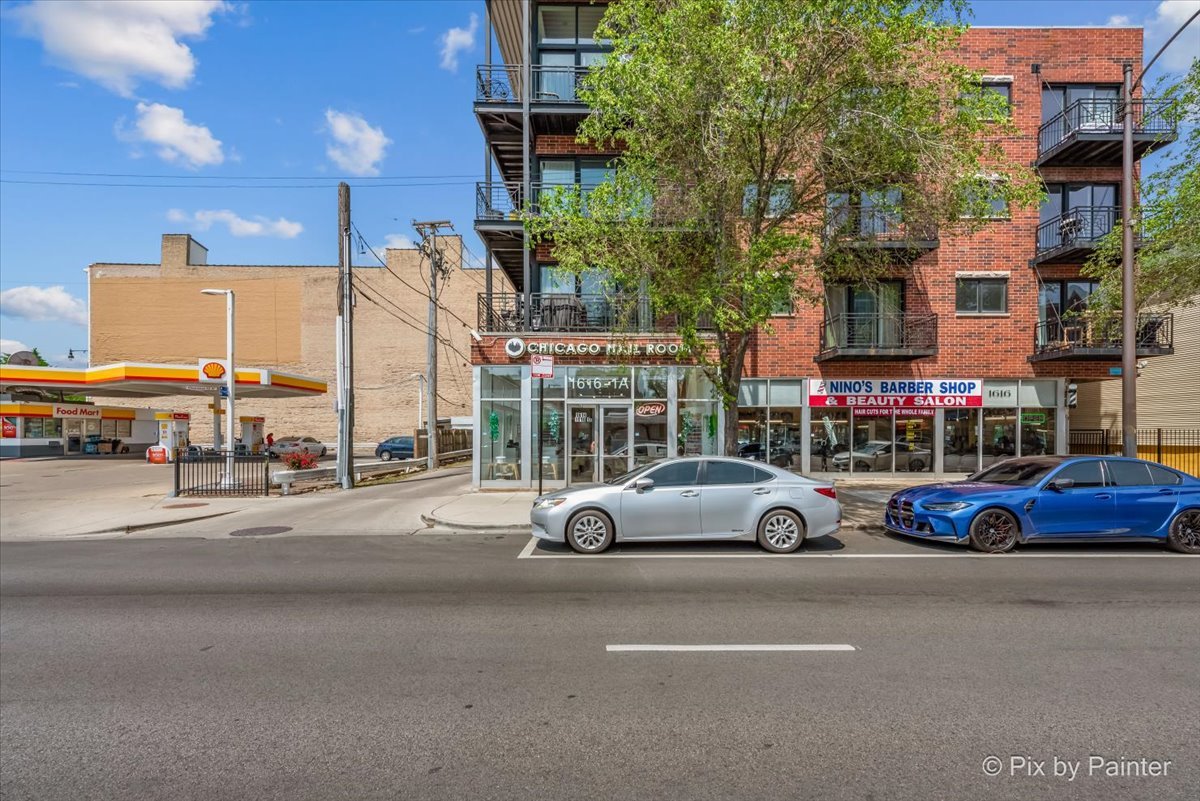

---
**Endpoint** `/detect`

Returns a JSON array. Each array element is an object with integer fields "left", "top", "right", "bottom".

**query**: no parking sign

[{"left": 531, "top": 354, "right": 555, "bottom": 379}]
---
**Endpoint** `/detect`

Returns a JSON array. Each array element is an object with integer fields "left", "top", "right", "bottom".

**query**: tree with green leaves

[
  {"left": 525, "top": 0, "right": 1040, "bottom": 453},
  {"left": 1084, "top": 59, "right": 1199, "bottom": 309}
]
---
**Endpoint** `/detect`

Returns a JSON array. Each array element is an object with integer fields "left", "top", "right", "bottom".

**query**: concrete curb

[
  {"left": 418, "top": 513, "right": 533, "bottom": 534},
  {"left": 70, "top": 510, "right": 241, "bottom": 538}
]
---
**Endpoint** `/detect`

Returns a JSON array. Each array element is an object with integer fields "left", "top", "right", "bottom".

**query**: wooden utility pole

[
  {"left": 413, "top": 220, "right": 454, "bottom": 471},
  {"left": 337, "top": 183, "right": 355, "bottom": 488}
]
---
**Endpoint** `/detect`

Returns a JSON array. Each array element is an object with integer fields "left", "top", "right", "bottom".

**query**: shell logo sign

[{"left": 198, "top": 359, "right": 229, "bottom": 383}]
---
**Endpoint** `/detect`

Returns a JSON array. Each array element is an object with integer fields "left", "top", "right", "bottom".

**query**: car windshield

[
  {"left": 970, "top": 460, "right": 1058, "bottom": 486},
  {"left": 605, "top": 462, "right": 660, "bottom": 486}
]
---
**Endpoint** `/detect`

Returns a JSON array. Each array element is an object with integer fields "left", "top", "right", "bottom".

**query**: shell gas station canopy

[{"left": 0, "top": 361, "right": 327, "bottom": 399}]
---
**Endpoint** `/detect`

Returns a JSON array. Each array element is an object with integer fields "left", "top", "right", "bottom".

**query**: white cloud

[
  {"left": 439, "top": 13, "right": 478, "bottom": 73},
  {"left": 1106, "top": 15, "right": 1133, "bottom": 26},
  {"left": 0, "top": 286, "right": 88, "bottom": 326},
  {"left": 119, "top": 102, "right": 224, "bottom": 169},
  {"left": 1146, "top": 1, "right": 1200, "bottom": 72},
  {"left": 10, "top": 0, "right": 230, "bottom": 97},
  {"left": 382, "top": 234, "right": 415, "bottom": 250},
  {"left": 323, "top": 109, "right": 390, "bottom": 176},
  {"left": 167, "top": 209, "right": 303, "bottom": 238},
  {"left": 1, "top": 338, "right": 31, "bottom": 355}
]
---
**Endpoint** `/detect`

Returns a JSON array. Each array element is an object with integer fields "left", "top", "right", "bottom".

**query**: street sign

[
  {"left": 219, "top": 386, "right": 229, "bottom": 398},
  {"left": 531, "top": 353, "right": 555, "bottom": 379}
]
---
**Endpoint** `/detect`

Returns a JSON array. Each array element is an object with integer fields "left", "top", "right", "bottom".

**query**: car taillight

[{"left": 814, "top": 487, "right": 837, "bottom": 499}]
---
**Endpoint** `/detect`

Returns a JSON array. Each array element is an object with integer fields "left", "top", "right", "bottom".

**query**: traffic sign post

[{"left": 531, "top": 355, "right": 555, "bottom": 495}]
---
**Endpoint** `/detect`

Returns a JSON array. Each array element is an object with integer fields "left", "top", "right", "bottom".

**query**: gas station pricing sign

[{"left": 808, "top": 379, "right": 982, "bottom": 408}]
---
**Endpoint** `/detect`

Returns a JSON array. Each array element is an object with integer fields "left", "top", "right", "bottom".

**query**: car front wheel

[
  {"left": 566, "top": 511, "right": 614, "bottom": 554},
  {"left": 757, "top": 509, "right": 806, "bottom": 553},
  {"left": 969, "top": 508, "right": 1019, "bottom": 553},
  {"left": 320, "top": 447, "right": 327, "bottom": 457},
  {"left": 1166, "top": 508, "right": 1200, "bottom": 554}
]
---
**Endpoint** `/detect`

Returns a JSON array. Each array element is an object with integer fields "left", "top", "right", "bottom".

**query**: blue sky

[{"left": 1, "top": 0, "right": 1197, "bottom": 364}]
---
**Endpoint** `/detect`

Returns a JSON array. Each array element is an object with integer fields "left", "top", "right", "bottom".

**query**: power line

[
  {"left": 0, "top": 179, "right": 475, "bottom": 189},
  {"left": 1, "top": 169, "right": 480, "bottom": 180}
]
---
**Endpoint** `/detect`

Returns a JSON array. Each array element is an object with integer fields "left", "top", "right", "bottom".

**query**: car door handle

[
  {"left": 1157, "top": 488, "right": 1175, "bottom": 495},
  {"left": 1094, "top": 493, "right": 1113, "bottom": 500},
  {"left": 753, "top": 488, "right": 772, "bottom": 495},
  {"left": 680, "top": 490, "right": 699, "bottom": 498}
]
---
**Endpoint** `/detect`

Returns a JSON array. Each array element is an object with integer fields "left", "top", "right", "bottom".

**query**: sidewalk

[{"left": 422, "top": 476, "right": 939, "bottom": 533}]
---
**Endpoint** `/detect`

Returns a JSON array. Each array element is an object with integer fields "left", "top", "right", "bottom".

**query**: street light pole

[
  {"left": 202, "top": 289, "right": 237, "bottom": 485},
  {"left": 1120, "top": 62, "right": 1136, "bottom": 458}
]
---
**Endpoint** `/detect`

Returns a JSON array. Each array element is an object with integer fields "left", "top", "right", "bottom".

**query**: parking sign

--------

* _Work task_:
The full listing, transcribed exactly and without its pictures, is the expected result.

* _Written solution_:
---
**Endpoint** `/detect`

Returns a JSON array. Each array element is an object with integer fields "left", "top", "right", "bottom".

**query**: no parking sign

[{"left": 531, "top": 354, "right": 555, "bottom": 379}]
---
**Endpoint** `/detect`

Returns a JSON array. Each array element is an object with integer fields "left", "top", "right", "bottom".

**query**: tree with green leaves

[
  {"left": 525, "top": 0, "right": 1040, "bottom": 453},
  {"left": 1084, "top": 59, "right": 1199, "bottom": 309}
]
---
**Endpoint** `/detect`

Returns a JSON array. Each array element is an object with integer fields "left", "top", "right", "bottom".

**query**: concrete curb

[
  {"left": 418, "top": 513, "right": 533, "bottom": 534},
  {"left": 70, "top": 510, "right": 241, "bottom": 538}
]
---
**Endpoint** `/detect`

Returns a JSON array. Each array element is an object with integer fields "left", "top", "right", "bottom".

**query**: wooden utility pole

[
  {"left": 413, "top": 220, "right": 454, "bottom": 471},
  {"left": 337, "top": 183, "right": 355, "bottom": 488}
]
---
**Endpoint** `/detect`

Returns a JSON array. Each array element is an object with integer fields "left", "top", "right", "bottom".

**query**: shell logo sign

[{"left": 198, "top": 359, "right": 229, "bottom": 383}]
---
**Endpoint** `/detect`

Returns a JSON array. Each array element is an object with integer fields "left", "top", "right", "bottom".

**query**: car windshield

[
  {"left": 970, "top": 460, "right": 1058, "bottom": 486},
  {"left": 605, "top": 462, "right": 660, "bottom": 486}
]
---
**Endpoint** `/detect`

Returns a JSON array. Each array element is an object with integer fields "left", "top", "right", "bottom".

**query**: shell gas station canopy

[{"left": 0, "top": 361, "right": 327, "bottom": 399}]
---
**Endpoint** `/detect`

Returns a JSON array. Each array element is an object with integer fields "left", "top", "right", "bottom".

**query**: white cloud

[
  {"left": 439, "top": 13, "right": 478, "bottom": 73},
  {"left": 1106, "top": 15, "right": 1133, "bottom": 26},
  {"left": 0, "top": 286, "right": 88, "bottom": 326},
  {"left": 119, "top": 102, "right": 224, "bottom": 169},
  {"left": 1146, "top": 1, "right": 1200, "bottom": 72},
  {"left": 10, "top": 0, "right": 230, "bottom": 97},
  {"left": 382, "top": 234, "right": 415, "bottom": 250},
  {"left": 323, "top": 109, "right": 390, "bottom": 176},
  {"left": 167, "top": 209, "right": 303, "bottom": 238},
  {"left": 1, "top": 338, "right": 31, "bottom": 355}
]
---
**Endpoint** `/detect`

Returns a JSON array. Each array element is an object with integer fields "left", "top", "right", "bottom".

**query**: street sign

[
  {"left": 219, "top": 386, "right": 229, "bottom": 398},
  {"left": 531, "top": 353, "right": 555, "bottom": 379}
]
---
**Endpoint** `/detect`

Returns a JSON array. Each array element is an object with integer fields "left", "top", "right", "bottom".

**query**: car taillight

[{"left": 814, "top": 487, "right": 837, "bottom": 499}]
---
**Endpoint** `/detect`

Returns a JSON array. Each array element is an object with integer fields "left", "top", "right", "bottom".

**query**: traffic sign post

[{"left": 531, "top": 355, "right": 555, "bottom": 495}]
---
**Endpoint** `/detect`

Returns a JSON array. Each array element is an object with integer fields "left", "top", "right", "bottom".

**query**: gas station pricing sign

[{"left": 808, "top": 379, "right": 982, "bottom": 408}]
---
**Endpoint** `/detect`

Returns a JSON array. Each array element is an object with integer fields "left", "top", "right", "bottom".

**query**: car front wheel

[
  {"left": 566, "top": 511, "right": 614, "bottom": 554},
  {"left": 757, "top": 509, "right": 806, "bottom": 553},
  {"left": 969, "top": 508, "right": 1019, "bottom": 553},
  {"left": 320, "top": 447, "right": 327, "bottom": 457},
  {"left": 1166, "top": 508, "right": 1200, "bottom": 554}
]
---
**Endpoint** `/detect`

Returns a JSON array. Each array element is an object with integer fields "left", "top", "right", "bottom".

**query**: blue sky

[{"left": 1, "top": 0, "right": 1197, "bottom": 364}]
---
**Endpoint** `/detect`

Returns a JSON array. Each array element is an object with integer fields "left", "top", "right", "bottom".

**query**: power line

[
  {"left": 0, "top": 179, "right": 475, "bottom": 189},
  {"left": 1, "top": 169, "right": 480, "bottom": 180}
]
---
**Endpoint** `/detect`

Returns a JSON array. Each array element is an object with integer fields "left", "top", "right", "bottom".

**query**: car door handle

[
  {"left": 1157, "top": 488, "right": 1175, "bottom": 495},
  {"left": 1094, "top": 493, "right": 1113, "bottom": 500},
  {"left": 753, "top": 488, "right": 772, "bottom": 495},
  {"left": 680, "top": 490, "right": 699, "bottom": 498}
]
---
**Endpoint** `/detect`

Returns a JSON array. Each array element is an object with integer fields "left", "top", "right", "bottom".

**query**: sidewalk

[{"left": 422, "top": 476, "right": 939, "bottom": 533}]
---
**Endpoint** `/detect`

Returns a JSON array. Each array element is an object with integer fields "left", "top", "right", "bottom".

**query**: street light pole

[
  {"left": 202, "top": 289, "right": 237, "bottom": 485},
  {"left": 1120, "top": 62, "right": 1136, "bottom": 458}
]
---
**Endpoint** `/detect`

Returns a JSON array. Each array element is an object with integer fields "left", "top", "right", "bottom".

**query**: parking sign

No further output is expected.